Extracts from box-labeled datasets
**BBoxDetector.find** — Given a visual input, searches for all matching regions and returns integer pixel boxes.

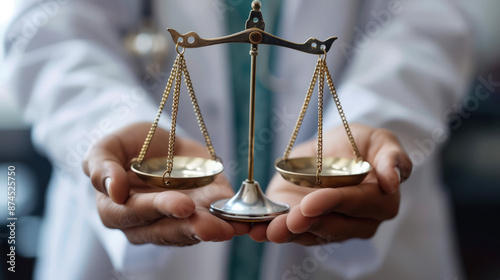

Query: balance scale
[131,1,372,222]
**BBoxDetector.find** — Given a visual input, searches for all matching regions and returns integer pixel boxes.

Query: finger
[97,191,196,229]
[123,218,197,246]
[371,132,412,194]
[266,214,318,246]
[266,214,293,244]
[229,222,251,236]
[82,137,130,204]
[286,206,315,234]
[248,223,269,242]
[287,208,380,242]
[123,210,234,246]
[300,183,400,221]
[189,208,235,242]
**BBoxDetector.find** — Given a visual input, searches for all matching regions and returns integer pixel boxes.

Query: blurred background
[0,0,500,280]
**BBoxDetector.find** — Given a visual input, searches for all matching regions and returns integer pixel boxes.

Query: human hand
[83,123,249,246]
[249,125,412,245]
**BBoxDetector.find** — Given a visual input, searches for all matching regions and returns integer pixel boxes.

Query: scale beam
[167,27,337,55]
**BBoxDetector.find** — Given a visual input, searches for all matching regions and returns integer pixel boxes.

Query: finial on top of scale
[252,0,262,11]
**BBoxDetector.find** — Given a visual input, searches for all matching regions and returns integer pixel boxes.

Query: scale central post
[210,1,290,222]
[247,44,259,182]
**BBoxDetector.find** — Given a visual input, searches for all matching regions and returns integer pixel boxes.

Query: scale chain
[283,59,321,160]
[325,63,363,161]
[180,55,218,160]
[133,56,179,164]
[316,57,326,185]
[163,54,183,178]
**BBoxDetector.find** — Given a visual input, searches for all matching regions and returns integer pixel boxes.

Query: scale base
[210,181,290,223]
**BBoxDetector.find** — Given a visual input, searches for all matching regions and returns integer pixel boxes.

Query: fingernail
[104,177,111,195]
[394,166,401,183]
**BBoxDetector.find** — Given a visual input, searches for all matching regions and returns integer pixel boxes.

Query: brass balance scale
[131,1,371,222]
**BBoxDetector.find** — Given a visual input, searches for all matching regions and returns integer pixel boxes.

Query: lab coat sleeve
[6,0,172,272]
[312,1,479,279]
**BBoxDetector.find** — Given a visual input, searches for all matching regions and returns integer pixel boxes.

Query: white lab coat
[4,0,500,279]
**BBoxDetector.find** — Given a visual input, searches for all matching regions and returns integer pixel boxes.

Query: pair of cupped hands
[83,123,412,246]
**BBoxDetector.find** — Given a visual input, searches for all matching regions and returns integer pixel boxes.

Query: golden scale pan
[131,1,371,222]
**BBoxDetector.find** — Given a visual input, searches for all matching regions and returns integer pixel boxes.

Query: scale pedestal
[210,180,289,222]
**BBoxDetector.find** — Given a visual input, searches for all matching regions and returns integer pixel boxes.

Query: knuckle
[359,226,378,239]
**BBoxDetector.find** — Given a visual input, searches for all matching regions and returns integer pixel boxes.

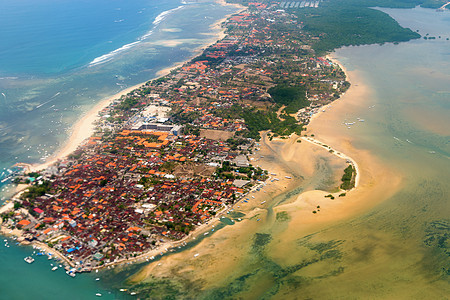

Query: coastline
[0,0,247,270]
[27,0,246,172]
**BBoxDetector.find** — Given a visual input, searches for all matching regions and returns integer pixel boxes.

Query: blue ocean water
[0,0,236,299]
[0,0,180,76]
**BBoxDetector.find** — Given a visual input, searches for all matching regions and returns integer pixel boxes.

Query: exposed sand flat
[132,135,356,288]
[29,0,246,172]
[30,83,143,172]
[133,56,402,298]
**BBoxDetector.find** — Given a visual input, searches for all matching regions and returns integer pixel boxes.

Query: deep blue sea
[0,0,236,299]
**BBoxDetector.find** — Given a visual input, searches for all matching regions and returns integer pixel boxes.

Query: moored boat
[23,256,34,264]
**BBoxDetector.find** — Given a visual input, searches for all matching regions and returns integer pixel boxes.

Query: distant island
[1,0,428,274]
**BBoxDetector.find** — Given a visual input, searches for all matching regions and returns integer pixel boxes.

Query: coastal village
[1,1,349,274]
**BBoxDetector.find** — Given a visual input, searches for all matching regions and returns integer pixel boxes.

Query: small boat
[66,269,76,278]
[23,256,34,264]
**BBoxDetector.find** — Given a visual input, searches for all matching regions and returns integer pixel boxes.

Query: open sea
[0,0,236,299]
[0,0,450,299]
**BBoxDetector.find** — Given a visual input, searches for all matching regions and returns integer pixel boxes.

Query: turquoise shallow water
[117,8,450,300]
[0,0,239,299]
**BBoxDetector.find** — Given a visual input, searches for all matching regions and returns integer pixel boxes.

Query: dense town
[2,1,349,272]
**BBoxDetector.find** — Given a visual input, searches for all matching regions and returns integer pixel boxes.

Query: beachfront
[0,0,359,271]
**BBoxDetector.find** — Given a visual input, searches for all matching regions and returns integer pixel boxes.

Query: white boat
[23,256,34,264]
[66,269,76,277]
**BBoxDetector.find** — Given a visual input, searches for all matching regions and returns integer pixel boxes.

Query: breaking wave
[89,5,184,67]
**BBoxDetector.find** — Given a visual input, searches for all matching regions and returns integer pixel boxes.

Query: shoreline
[28,0,246,172]
[0,0,247,270]
[130,53,402,288]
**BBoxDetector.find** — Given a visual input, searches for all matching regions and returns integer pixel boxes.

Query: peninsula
[1,1,422,274]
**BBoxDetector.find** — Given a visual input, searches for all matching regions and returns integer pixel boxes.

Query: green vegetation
[275,211,290,222]
[267,85,309,114]
[325,194,334,200]
[341,165,356,190]
[243,109,303,141]
[297,0,420,54]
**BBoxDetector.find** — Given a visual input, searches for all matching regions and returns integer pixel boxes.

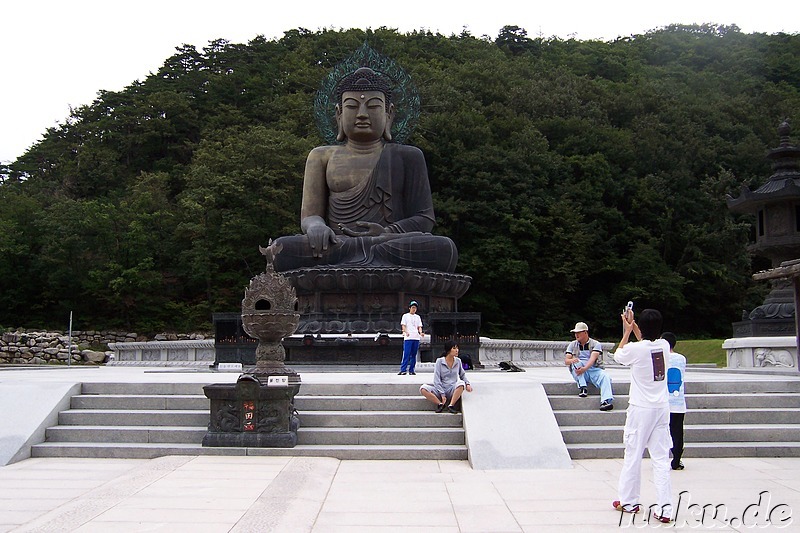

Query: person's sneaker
[611,500,640,513]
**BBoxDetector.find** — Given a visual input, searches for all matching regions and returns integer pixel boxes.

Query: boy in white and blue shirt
[661,331,686,470]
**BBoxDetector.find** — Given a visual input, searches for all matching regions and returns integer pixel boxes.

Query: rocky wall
[0,329,213,365]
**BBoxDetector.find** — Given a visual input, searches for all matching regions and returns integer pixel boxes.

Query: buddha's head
[336,67,394,142]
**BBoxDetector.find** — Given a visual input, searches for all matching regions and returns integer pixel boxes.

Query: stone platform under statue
[282,266,472,335]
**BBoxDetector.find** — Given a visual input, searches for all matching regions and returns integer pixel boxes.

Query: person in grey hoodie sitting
[419,341,472,413]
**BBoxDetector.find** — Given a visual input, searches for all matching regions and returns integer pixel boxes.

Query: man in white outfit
[613,309,672,523]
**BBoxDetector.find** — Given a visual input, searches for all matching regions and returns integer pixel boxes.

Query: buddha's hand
[339,220,386,237]
[306,224,336,258]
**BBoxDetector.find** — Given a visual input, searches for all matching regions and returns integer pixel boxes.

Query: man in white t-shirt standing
[397,300,424,376]
[613,309,672,523]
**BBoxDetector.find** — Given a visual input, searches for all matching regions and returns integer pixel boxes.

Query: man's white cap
[570,322,589,333]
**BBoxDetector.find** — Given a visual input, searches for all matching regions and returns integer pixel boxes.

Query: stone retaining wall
[0,329,213,365]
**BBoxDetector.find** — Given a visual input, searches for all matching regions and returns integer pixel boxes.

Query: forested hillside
[0,25,800,338]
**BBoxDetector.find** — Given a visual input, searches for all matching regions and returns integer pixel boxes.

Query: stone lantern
[203,247,300,448]
[728,119,800,337]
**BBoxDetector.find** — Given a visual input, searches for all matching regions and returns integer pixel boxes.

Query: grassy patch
[675,339,728,368]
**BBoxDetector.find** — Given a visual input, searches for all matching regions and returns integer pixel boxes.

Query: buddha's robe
[274,144,458,272]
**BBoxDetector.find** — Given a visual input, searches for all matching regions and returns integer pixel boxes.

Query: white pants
[619,405,672,516]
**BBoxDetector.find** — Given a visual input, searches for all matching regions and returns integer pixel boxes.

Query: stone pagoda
[728,119,800,337]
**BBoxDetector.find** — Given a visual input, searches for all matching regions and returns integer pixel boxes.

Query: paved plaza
[0,368,800,533]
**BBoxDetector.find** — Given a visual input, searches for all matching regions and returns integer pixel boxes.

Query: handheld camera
[622,301,633,321]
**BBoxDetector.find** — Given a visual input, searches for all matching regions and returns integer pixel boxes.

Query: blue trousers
[400,339,419,372]
[569,363,614,401]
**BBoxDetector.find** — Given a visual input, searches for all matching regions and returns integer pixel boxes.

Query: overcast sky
[0,0,800,163]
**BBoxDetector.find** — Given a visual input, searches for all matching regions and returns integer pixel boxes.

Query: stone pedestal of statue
[282,266,472,335]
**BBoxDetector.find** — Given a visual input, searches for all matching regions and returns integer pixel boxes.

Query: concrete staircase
[544,373,800,459]
[31,383,467,459]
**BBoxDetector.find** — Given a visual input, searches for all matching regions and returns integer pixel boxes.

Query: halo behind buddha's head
[314,42,420,144]
[336,67,392,109]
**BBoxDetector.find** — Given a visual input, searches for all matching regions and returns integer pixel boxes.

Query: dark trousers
[669,413,686,468]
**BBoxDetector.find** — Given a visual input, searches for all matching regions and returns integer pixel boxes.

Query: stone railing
[722,336,797,370]
[0,329,214,365]
[479,337,616,367]
[108,339,215,367]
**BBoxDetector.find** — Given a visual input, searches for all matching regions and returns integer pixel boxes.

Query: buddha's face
[337,91,391,142]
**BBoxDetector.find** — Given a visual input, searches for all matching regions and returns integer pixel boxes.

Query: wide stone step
[553,402,800,428]
[294,394,434,411]
[70,394,209,410]
[58,409,210,427]
[561,424,800,446]
[548,391,800,411]
[298,410,463,428]
[547,392,628,412]
[31,442,467,460]
[45,426,207,444]
[71,394,433,411]
[542,378,800,398]
[567,441,800,460]
[297,427,465,446]
[81,378,208,396]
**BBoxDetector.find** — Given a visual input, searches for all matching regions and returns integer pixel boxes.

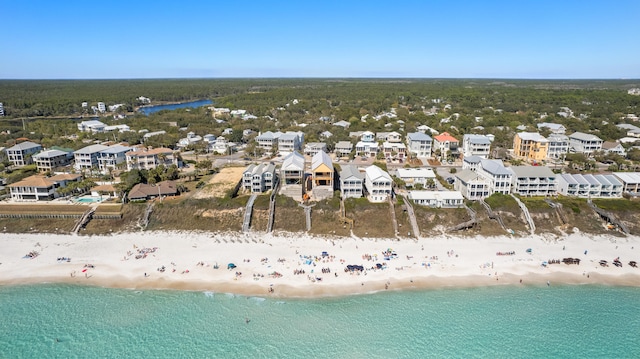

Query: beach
[0,231,640,298]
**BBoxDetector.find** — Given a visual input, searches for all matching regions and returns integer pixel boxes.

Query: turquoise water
[139,100,213,116]
[0,285,640,358]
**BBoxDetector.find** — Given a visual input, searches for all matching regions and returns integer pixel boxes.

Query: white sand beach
[0,232,640,297]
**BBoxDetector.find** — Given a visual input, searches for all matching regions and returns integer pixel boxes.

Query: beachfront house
[7,174,82,202]
[127,181,179,201]
[408,191,464,208]
[6,141,42,167]
[304,142,327,157]
[462,134,494,158]
[311,151,335,200]
[78,120,107,133]
[364,165,393,203]
[476,159,513,194]
[569,132,604,155]
[73,145,109,172]
[242,163,276,193]
[125,147,182,171]
[340,165,364,198]
[557,174,623,198]
[613,172,640,196]
[32,150,73,172]
[280,151,304,200]
[407,132,433,157]
[333,141,353,157]
[396,168,436,188]
[453,169,491,201]
[508,166,558,197]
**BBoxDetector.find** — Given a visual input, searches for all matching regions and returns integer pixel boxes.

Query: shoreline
[0,231,640,298]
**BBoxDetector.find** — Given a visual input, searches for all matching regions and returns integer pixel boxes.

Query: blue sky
[0,0,640,79]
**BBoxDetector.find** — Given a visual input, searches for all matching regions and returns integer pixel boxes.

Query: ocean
[0,284,640,358]
[139,100,213,116]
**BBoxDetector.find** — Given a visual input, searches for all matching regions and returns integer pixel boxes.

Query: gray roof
[509,166,556,178]
[480,159,513,176]
[33,150,69,159]
[73,145,109,154]
[407,132,432,141]
[340,165,364,181]
[569,132,602,141]
[7,141,42,151]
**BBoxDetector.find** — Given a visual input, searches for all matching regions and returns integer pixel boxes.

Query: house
[547,133,569,160]
[280,151,304,200]
[396,168,436,187]
[557,174,623,198]
[613,172,640,195]
[508,166,558,197]
[569,132,604,155]
[125,147,182,171]
[176,132,202,148]
[333,120,351,128]
[6,141,42,167]
[278,131,304,154]
[142,131,167,142]
[7,174,82,202]
[127,181,179,201]
[432,132,459,158]
[255,131,282,152]
[513,132,549,163]
[304,142,327,157]
[364,165,393,203]
[407,132,433,157]
[462,134,494,158]
[476,159,513,194]
[98,145,131,174]
[311,151,334,199]
[382,141,407,162]
[78,120,107,133]
[616,123,640,137]
[340,165,364,198]
[103,124,131,132]
[453,169,491,201]
[602,141,627,157]
[408,191,464,208]
[73,145,109,171]
[333,141,353,157]
[538,122,567,135]
[356,131,380,157]
[462,156,483,172]
[31,150,73,172]
[320,131,333,138]
[242,163,276,193]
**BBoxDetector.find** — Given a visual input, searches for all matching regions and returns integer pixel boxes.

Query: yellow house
[513,132,549,162]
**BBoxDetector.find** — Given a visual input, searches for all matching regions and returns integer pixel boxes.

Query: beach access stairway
[402,195,420,239]
[449,204,478,232]
[72,207,96,234]
[388,196,398,237]
[480,199,513,234]
[298,203,316,232]
[242,193,258,233]
[511,193,536,234]
[544,198,567,226]
[587,198,629,235]
[267,177,280,233]
[139,202,155,231]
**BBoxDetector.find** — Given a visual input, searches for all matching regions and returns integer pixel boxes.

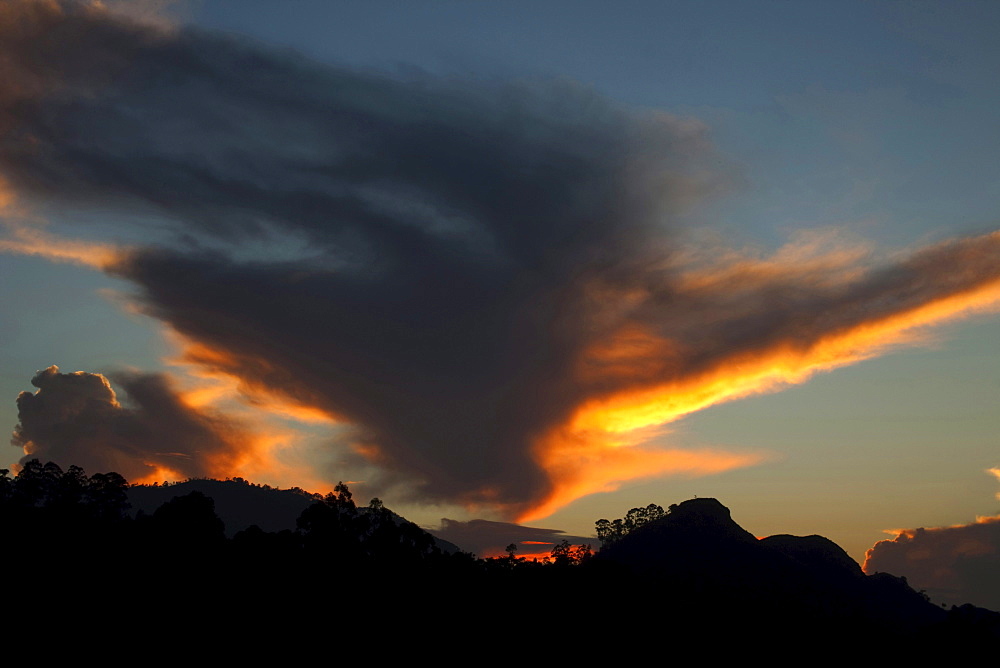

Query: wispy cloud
[0,0,1000,519]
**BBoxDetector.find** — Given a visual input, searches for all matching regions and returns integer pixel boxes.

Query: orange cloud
[0,222,127,270]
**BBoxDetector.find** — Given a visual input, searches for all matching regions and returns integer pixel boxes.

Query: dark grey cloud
[11,366,244,481]
[430,518,596,557]
[0,0,1000,515]
[864,517,1000,610]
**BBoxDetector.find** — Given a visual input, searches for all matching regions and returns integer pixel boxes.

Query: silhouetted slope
[128,480,323,538]
[597,499,946,640]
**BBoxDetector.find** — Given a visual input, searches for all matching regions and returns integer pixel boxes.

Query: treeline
[0,461,1000,658]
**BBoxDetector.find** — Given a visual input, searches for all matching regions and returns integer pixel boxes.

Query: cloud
[0,0,1000,520]
[864,516,1000,610]
[431,518,595,559]
[11,366,247,482]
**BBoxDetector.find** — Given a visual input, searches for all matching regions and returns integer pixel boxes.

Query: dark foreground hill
[0,463,1000,661]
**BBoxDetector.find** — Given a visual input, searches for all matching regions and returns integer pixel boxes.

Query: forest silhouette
[0,460,1000,657]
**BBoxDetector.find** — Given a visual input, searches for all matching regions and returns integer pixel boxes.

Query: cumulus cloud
[11,366,246,481]
[864,516,1000,610]
[0,0,1000,519]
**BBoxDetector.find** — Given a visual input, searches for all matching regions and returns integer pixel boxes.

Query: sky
[0,0,1000,561]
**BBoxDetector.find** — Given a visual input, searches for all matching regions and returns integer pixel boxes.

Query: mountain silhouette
[595,498,984,644]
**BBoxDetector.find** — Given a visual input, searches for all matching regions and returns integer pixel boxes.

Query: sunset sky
[0,0,1000,560]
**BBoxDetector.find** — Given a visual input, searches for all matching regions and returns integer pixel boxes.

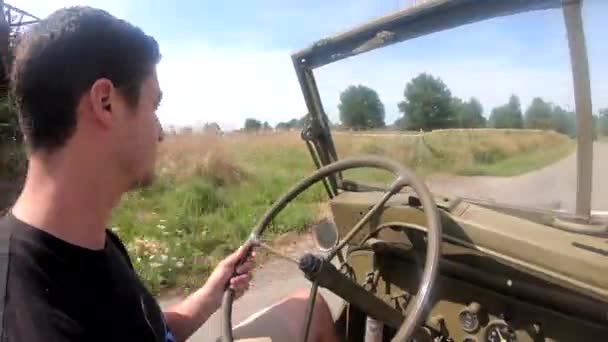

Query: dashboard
[347,246,608,342]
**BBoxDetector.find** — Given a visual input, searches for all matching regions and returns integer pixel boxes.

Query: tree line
[338,73,608,136]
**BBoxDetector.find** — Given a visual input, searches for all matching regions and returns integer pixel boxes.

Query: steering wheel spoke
[328,177,408,260]
[222,157,441,342]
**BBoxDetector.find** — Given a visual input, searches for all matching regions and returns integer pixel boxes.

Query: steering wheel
[222,156,441,342]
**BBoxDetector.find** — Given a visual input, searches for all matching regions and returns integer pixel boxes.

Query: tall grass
[112,130,573,293]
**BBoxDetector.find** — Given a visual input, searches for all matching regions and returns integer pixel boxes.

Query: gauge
[485,320,517,342]
[458,302,481,333]
[458,310,479,333]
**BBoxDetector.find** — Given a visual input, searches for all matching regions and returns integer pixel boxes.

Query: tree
[597,108,608,136]
[244,118,262,131]
[398,73,457,130]
[338,85,385,130]
[489,95,524,128]
[452,97,486,128]
[553,106,576,137]
[524,97,554,129]
[275,114,308,130]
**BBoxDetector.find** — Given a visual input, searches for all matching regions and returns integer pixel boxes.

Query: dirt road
[162,144,608,342]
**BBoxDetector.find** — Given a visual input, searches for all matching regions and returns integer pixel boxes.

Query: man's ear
[89,78,116,127]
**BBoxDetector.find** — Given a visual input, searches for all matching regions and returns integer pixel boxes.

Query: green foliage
[398,73,458,130]
[244,118,262,132]
[489,95,524,128]
[338,85,385,130]
[275,115,308,130]
[552,106,576,137]
[452,97,486,128]
[597,108,608,136]
[524,97,554,129]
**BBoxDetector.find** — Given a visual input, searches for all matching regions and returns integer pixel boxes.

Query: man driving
[0,7,337,342]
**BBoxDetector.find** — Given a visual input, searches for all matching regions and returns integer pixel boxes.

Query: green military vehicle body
[224,0,608,341]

» **WHAT IS ASKED**
Rewrite the listing from its start through the line containing "[252,0,262,11]", changing "human hand" to "person's hand" and keeping everything else the same. Omit the pictures from your answer.

» **SOLUTION BELOW**
**BBoxDetector.find** — Given a visual input, searches for all matching regions and returns integer pixel boxes.


Query: balance scale
[131,1,372,222]
**BBoxDetector.find** — Given a visual input, searches for all matching regions and returns integer pixel boxes.

Query: finger
[97,191,196,229]
[123,218,197,246]
[371,132,412,194]
[266,214,318,246]
[266,214,293,244]
[229,222,251,236]
[82,137,130,204]
[286,206,315,234]
[248,223,269,242]
[287,208,380,242]
[123,210,234,246]
[300,183,400,221]
[189,208,235,242]
**BBoxDetector.find** — Given a visual input, searches for all matching regions and returns integer pixel boxes.

Query: blurred background
[0,0,500,280]
**BBoxDetector.find** — Given a visual input, searches for all matching regions and returns integer pixel boxes.

Query: person's hand
[83,123,249,246]
[249,125,412,245]
**BBoxDetector.find** — Given a visual input, searches for all matching regions and returns integer pixel boxes.

Query: scale beam
[167,27,337,55]
**BBoxDetector.find** — Given a visual input, searches for all matching regions and returns integer pixel boxes.

Query: finial on top of scale
[252,0,262,11]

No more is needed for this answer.